▽
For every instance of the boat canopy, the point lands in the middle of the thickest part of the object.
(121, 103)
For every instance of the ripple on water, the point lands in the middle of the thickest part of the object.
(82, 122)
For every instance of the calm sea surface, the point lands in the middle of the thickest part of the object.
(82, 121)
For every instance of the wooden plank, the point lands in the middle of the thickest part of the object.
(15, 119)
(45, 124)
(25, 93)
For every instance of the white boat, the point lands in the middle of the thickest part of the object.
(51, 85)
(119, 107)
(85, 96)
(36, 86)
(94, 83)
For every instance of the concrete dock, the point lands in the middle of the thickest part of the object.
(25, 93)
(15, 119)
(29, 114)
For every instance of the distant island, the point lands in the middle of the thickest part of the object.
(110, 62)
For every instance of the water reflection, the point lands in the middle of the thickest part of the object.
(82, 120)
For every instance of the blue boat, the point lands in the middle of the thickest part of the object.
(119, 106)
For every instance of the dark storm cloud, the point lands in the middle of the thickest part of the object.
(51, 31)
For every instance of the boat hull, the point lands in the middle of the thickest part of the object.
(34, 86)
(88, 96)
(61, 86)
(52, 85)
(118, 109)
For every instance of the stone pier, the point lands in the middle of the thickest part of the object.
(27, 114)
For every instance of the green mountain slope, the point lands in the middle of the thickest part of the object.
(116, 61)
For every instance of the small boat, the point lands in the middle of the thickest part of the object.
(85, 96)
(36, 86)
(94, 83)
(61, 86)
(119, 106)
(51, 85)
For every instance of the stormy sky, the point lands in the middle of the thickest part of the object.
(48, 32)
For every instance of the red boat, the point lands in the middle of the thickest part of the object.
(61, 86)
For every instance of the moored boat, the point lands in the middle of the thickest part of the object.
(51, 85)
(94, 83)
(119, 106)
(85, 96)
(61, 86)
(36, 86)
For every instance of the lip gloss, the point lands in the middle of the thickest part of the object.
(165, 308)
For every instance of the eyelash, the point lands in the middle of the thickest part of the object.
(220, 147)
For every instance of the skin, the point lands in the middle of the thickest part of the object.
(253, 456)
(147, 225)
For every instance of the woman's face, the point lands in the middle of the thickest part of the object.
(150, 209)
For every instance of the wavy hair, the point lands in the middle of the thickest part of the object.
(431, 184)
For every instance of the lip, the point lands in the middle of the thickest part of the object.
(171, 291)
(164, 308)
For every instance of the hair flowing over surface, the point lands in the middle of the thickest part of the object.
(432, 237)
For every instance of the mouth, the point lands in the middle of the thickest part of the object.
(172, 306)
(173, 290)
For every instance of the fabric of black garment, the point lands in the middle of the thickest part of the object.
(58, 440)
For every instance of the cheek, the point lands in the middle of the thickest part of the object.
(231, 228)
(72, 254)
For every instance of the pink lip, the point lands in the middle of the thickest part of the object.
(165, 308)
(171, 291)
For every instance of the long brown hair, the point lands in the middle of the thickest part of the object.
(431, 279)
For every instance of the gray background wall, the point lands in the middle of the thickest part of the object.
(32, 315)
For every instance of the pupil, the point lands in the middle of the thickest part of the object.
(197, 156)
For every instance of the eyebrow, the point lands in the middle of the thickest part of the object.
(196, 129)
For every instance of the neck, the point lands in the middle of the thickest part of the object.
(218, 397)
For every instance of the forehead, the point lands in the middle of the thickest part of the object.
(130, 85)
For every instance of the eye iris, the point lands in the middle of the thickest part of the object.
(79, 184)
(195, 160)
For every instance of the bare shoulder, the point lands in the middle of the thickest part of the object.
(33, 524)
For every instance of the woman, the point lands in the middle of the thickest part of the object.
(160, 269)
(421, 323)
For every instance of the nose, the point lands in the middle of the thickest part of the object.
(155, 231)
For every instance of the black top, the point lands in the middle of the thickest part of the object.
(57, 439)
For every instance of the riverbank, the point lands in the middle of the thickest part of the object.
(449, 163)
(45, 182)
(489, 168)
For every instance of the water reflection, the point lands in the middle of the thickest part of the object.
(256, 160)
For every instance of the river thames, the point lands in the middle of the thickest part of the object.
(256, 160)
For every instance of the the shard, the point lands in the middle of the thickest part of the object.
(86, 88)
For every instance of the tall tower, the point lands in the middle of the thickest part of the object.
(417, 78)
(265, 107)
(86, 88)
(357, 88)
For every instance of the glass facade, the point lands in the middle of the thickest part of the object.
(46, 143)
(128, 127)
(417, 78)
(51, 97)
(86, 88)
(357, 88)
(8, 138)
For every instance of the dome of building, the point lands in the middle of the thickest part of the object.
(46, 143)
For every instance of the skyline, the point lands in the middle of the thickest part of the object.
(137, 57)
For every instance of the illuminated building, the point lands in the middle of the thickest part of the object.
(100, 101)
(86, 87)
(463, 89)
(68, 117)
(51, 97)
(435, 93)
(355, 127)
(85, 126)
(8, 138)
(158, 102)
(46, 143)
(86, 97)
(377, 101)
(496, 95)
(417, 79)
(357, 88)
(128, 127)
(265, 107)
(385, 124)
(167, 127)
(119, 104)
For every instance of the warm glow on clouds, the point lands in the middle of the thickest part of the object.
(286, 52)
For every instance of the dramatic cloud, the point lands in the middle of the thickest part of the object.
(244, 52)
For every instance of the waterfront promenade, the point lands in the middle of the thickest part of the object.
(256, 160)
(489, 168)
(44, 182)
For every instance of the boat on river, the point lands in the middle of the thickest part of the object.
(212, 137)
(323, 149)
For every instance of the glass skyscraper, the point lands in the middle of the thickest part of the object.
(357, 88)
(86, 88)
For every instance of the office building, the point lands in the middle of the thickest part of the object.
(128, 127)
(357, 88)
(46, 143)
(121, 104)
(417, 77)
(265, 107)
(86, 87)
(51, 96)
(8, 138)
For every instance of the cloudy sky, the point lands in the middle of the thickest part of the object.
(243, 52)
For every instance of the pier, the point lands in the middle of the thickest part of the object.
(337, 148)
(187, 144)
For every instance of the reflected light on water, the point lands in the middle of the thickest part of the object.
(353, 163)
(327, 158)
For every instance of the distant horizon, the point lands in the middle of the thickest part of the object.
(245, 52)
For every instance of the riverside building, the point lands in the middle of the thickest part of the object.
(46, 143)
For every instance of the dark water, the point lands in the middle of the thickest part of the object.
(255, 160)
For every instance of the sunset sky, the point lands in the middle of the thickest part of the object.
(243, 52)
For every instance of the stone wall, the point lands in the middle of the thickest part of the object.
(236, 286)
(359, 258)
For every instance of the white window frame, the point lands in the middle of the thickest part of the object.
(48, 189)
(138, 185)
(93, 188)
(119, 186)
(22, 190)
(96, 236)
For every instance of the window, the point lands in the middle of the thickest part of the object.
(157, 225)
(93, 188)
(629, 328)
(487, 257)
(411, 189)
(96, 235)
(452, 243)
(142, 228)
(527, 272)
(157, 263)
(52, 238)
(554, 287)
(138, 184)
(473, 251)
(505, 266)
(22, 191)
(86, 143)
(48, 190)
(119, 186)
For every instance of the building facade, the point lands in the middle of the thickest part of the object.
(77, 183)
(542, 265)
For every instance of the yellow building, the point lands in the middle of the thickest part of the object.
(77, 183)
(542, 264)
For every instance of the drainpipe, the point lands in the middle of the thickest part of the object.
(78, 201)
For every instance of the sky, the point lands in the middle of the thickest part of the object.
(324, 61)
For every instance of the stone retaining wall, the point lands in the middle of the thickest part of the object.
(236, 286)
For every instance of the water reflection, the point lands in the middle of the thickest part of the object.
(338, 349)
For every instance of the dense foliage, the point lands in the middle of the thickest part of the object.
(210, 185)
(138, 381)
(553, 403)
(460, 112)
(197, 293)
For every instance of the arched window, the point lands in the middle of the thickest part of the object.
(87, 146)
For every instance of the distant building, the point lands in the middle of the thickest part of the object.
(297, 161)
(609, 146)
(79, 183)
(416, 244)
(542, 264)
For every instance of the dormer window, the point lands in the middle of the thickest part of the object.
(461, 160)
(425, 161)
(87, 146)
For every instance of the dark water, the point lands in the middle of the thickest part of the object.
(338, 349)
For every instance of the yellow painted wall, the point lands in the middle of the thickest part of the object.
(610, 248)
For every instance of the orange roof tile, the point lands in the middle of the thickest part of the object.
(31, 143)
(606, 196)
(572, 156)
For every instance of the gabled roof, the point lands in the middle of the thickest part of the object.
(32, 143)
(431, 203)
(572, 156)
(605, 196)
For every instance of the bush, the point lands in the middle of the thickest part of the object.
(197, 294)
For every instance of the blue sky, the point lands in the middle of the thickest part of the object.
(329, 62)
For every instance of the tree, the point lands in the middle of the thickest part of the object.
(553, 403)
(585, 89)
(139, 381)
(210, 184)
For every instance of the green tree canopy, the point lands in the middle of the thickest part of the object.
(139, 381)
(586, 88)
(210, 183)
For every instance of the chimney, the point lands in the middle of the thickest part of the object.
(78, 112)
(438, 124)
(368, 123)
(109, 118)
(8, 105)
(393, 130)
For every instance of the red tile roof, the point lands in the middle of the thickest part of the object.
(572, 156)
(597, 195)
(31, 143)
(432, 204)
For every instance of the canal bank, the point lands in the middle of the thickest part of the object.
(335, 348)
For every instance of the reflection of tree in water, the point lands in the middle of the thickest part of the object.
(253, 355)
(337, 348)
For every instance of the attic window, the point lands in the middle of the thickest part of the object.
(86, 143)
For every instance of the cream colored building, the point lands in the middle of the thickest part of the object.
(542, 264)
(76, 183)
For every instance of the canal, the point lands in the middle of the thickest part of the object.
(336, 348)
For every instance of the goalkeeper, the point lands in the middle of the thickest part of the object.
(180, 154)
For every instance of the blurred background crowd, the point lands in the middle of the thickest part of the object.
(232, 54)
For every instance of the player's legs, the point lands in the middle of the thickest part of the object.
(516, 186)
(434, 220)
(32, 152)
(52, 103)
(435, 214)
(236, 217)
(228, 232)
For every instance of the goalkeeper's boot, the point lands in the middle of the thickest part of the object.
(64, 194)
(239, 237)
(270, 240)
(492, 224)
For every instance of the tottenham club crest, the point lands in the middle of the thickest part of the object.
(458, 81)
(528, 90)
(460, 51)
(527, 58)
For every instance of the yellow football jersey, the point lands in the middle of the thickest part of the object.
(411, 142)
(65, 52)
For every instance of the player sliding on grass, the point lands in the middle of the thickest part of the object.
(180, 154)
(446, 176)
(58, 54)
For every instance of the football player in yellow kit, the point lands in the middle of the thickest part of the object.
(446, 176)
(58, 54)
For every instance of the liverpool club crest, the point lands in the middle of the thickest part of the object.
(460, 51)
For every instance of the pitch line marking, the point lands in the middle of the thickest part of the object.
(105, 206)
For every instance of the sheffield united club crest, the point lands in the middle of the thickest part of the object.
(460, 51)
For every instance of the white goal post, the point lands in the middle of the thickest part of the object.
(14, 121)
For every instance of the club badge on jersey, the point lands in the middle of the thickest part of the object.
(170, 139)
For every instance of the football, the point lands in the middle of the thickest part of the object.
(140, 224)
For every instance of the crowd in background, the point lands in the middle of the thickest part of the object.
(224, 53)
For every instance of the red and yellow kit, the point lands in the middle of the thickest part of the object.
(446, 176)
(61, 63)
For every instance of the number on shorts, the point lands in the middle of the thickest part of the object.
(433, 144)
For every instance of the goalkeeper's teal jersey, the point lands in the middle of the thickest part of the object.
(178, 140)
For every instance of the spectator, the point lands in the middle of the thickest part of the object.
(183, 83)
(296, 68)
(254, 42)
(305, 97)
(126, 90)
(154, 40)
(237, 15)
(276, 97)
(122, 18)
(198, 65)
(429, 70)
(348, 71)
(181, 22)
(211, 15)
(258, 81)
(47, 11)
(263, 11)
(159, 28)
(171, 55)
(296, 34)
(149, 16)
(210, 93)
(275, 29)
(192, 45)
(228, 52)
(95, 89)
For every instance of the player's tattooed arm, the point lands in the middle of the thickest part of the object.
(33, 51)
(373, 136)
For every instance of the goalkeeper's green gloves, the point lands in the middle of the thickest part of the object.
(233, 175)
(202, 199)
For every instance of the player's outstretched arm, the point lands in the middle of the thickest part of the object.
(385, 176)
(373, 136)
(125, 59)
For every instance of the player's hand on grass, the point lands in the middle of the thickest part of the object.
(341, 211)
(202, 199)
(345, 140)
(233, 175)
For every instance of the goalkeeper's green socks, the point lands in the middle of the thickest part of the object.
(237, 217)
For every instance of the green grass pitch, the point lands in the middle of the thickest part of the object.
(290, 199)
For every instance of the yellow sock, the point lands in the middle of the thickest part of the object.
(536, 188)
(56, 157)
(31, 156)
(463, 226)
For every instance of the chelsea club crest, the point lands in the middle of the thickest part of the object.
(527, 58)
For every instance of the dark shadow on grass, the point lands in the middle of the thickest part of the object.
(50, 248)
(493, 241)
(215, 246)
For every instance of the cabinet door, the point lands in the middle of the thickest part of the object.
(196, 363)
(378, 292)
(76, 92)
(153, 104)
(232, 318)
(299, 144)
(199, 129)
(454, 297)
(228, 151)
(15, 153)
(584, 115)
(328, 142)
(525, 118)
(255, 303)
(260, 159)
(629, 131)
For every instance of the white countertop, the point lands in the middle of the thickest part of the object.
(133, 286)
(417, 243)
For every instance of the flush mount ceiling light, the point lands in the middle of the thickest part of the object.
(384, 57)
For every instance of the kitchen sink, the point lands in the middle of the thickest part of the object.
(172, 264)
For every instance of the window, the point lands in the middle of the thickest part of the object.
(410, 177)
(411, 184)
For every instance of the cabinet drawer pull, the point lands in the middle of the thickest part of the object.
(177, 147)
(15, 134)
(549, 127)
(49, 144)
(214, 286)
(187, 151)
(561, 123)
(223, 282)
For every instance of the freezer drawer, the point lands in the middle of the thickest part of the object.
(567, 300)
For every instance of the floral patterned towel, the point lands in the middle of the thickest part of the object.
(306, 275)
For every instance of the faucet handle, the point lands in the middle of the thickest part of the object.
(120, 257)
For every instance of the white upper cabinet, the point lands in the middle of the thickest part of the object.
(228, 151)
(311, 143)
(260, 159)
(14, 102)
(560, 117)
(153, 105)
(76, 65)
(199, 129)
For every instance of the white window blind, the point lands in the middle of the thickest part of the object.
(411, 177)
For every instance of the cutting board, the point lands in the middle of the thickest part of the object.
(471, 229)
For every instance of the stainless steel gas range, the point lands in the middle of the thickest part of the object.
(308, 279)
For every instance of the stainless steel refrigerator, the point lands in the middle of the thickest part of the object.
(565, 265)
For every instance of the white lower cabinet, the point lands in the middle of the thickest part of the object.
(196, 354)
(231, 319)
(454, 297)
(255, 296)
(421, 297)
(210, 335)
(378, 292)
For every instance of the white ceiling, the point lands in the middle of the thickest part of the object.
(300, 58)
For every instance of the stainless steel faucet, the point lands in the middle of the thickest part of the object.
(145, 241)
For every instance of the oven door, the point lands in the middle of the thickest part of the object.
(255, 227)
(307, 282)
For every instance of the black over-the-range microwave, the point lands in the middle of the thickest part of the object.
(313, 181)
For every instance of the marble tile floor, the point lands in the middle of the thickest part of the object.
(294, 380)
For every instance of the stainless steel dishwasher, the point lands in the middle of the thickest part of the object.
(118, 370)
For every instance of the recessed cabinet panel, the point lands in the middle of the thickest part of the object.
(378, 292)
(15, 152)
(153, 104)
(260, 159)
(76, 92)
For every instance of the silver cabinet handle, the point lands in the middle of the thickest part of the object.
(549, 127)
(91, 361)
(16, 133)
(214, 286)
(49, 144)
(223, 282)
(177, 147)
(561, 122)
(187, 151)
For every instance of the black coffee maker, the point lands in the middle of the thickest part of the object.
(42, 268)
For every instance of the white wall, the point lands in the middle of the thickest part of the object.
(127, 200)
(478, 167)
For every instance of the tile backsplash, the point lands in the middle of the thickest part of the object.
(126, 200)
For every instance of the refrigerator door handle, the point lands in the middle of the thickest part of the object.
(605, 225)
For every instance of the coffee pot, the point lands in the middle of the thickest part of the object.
△
Extract, verbatim, the lines from the one containing "For every instance of the cutting" through the last line of the listing above.

For every instance of the cutting board, the point lands in the middle of the thickest part of the object.
(471, 229)
For every instance of the stainless steel gas range, the point lands in the middle of the thickest part of the object.
(308, 279)
For every instance of the stainless steel refrigerator, the point lands in the middle of the thickest part of the object.
(565, 265)
For every instance of the white lower cabinet, the point lands in the middle of the thickest part of the object.
(196, 354)
(231, 319)
(454, 297)
(255, 296)
(421, 297)
(210, 335)
(378, 292)
For every instance of the white ceiling, the point lands in the middle of the thickest part of the object.
(300, 58)
For every instance of the stainless steel faucet, the point lands in the middle of the thickest part of the object.
(145, 241)
For every instance of the oven door, the point lands in the middle of the thickest part of the object.
(255, 227)
(307, 282)
For every instance of the black over-the-range microwave, the point lands in the middle of the thickest part of the object.
(313, 181)
For every instance of the marble tile floor, the point lands in the middle of the thickest part of the object.
(294, 380)
For every instance of the stainless steel dishwasher, the point lands in the middle of the thickest part of the object.
(118, 370)
For every instance of the recessed cabinet panel, the point lands in the middle of the thickest part of the object.
(378, 292)
(15, 152)
(153, 104)
(260, 159)
(76, 92)
For every instance of the silver cabinet handle, the point lands in the middle of the thickest part of the object.
(549, 127)
(91, 361)
(16, 133)
(214, 286)
(49, 144)
(223, 282)
(177, 147)
(561, 122)
(187, 151)
For every instance of the black coffee maker, the point lands in the middle of the thickest part of the object.
(42, 268)
For every instance of the white wall, the point lands in the middle of the thickest part of the object.
(127, 200)
(478, 167)
For every instance of the tile backsplash, the point lands in the middle of the thickest part of the object.
(126, 200)
For every instance of the refrigerator door handle, the point lands in the middle of the thickest part of the object.
(605, 225)
For every instance of the coffee pot, the point lands in the middle of the thickest part of the object.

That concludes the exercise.